(Dataset records)
★ ★ ★ ★ ★

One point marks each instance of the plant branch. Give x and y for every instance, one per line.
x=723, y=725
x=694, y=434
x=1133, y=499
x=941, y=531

★ ★ ★ ★ ★

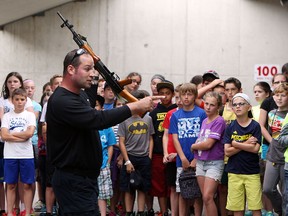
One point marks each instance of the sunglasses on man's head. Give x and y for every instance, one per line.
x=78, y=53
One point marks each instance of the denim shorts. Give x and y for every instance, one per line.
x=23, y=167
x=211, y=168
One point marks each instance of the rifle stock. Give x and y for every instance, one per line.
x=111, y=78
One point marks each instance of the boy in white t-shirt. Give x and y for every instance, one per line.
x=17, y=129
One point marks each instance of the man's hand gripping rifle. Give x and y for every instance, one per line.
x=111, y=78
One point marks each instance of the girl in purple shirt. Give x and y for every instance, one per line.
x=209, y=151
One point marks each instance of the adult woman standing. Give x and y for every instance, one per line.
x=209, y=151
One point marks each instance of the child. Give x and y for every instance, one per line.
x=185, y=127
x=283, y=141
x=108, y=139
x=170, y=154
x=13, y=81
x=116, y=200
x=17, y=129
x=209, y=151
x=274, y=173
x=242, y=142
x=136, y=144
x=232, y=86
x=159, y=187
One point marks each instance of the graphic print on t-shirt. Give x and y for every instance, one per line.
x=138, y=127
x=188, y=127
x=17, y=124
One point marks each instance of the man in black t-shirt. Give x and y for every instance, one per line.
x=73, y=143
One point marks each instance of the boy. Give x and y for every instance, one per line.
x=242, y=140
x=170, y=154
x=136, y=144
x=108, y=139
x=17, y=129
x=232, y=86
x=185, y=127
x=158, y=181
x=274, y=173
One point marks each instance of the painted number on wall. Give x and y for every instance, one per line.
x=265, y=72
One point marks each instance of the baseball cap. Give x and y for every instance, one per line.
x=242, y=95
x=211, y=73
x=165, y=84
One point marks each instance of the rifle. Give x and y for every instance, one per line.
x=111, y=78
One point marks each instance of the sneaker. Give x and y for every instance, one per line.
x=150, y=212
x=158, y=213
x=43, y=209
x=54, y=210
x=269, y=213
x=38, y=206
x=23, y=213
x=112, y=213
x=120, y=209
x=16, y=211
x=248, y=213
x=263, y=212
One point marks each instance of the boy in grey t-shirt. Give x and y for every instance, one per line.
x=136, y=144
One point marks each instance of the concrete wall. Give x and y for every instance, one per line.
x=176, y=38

★ ★ ★ ★ ★

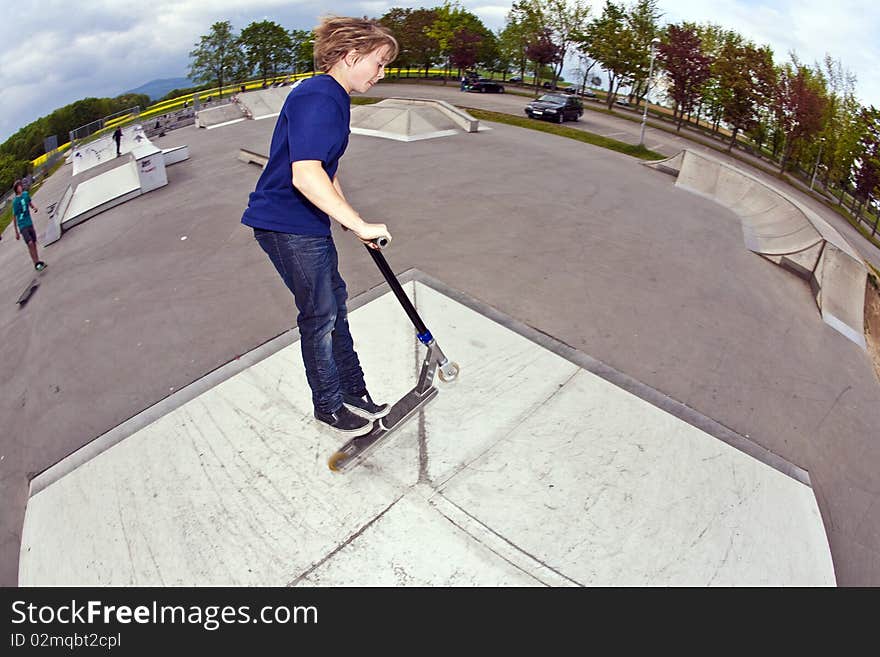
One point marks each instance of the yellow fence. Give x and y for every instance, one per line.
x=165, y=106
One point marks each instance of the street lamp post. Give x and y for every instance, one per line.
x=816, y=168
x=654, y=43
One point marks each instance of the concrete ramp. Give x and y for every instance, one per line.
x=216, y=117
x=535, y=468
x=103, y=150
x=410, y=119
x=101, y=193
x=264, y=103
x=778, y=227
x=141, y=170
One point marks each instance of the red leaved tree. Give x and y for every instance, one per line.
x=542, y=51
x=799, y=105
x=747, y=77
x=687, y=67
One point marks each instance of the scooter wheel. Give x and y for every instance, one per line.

★ ★ ★ ★ ★

= REQUIRED WORK =
Locate each line in the records above that contains the word "concrete" and copy every such line in full.

= TASK RESULT =
One point marks each instance of the concrete wall. Give x and y for every instance, one per line.
One point marks each instance of the concrete ramp. Give x and y for every instance, one per line.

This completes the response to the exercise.